--- Source data ---
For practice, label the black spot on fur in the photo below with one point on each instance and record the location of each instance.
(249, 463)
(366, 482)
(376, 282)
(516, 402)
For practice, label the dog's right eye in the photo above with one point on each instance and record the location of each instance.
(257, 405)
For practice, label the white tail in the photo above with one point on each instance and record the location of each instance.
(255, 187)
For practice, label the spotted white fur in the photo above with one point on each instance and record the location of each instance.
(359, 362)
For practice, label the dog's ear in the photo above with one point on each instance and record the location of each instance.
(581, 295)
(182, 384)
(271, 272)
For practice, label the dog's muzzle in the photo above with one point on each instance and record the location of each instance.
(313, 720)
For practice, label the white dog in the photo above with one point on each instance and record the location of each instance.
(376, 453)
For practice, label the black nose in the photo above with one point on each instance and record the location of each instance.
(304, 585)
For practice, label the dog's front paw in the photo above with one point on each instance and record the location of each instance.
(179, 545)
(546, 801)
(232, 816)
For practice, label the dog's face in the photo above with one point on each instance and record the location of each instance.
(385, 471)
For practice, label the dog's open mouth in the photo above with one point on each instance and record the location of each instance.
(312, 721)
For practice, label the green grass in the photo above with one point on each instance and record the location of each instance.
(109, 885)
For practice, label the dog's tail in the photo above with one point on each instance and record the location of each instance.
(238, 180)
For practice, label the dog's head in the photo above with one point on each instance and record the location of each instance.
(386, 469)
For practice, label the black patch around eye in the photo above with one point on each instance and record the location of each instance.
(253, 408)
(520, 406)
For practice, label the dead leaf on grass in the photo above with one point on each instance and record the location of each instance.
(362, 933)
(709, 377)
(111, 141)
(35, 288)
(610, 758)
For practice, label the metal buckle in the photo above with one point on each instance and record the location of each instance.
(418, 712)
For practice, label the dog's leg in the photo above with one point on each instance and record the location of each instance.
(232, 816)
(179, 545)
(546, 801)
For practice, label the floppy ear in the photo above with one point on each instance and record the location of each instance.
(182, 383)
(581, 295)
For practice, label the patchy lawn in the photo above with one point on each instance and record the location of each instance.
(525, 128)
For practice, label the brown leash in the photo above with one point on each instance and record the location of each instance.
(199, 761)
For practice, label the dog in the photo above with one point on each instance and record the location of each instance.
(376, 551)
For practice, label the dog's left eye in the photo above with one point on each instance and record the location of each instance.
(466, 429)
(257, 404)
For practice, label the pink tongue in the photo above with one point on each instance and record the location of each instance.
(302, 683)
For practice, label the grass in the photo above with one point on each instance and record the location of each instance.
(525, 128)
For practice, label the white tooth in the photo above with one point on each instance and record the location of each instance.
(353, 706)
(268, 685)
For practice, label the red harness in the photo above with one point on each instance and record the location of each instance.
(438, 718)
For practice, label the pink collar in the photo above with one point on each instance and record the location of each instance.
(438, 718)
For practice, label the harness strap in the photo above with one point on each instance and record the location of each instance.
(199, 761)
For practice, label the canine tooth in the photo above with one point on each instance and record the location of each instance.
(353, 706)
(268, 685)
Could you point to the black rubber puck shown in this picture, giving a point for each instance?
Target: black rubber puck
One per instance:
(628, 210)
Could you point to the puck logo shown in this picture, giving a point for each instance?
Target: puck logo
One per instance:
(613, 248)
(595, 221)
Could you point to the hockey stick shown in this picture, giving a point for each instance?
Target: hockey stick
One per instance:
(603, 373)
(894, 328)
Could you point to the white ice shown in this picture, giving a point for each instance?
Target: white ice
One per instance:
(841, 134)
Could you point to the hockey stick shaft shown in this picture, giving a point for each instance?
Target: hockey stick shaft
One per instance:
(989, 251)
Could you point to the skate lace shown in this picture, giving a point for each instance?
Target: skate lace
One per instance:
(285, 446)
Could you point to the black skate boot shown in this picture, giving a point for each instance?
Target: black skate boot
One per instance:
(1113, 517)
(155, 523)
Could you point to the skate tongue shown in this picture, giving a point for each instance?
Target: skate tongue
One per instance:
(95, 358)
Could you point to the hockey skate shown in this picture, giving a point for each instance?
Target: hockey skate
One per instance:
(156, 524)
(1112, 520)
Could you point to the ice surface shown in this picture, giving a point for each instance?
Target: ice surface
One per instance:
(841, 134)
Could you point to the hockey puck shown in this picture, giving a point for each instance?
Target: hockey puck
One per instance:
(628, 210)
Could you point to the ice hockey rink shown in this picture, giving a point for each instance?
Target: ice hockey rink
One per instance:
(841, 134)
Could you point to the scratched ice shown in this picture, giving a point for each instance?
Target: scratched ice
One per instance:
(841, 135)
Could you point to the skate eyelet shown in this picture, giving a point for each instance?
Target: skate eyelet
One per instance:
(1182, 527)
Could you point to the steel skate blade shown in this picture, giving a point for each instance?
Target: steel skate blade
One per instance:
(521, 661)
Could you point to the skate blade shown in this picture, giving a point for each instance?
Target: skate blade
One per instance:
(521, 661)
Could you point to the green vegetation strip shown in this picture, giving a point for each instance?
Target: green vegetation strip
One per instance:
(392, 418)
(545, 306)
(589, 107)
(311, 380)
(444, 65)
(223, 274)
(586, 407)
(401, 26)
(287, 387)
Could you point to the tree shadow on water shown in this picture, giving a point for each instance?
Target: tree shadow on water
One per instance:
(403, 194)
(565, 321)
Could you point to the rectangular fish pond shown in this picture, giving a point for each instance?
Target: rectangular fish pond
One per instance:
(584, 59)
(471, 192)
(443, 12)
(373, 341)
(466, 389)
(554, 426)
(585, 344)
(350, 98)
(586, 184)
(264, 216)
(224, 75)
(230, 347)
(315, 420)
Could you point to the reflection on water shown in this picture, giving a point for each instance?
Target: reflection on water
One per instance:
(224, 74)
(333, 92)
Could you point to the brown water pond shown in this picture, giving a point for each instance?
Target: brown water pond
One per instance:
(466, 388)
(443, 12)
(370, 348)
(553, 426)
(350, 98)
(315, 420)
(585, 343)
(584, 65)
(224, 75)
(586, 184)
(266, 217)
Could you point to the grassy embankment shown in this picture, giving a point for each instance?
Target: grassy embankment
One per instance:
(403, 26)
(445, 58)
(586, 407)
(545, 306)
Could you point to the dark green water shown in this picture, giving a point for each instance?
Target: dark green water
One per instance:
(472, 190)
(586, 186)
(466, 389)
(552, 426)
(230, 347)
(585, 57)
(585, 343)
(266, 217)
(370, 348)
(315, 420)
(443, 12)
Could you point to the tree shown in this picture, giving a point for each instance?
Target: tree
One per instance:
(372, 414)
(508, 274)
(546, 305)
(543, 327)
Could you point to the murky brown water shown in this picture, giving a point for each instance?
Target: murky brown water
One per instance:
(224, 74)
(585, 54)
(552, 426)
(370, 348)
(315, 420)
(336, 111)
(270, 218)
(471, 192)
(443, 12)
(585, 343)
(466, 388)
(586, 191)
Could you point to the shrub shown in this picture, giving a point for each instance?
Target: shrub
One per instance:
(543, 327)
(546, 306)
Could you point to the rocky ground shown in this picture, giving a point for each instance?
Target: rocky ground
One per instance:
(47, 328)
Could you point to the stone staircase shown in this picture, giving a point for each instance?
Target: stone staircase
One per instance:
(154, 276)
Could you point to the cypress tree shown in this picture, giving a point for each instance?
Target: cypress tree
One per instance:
---
• Exercise brief: List the lines of the records where "grassy" occurs.

• Reply to the exercise:
Could you point to the grassy embankment shown in this picture, giving a point for each instance?
Target: grassy embankment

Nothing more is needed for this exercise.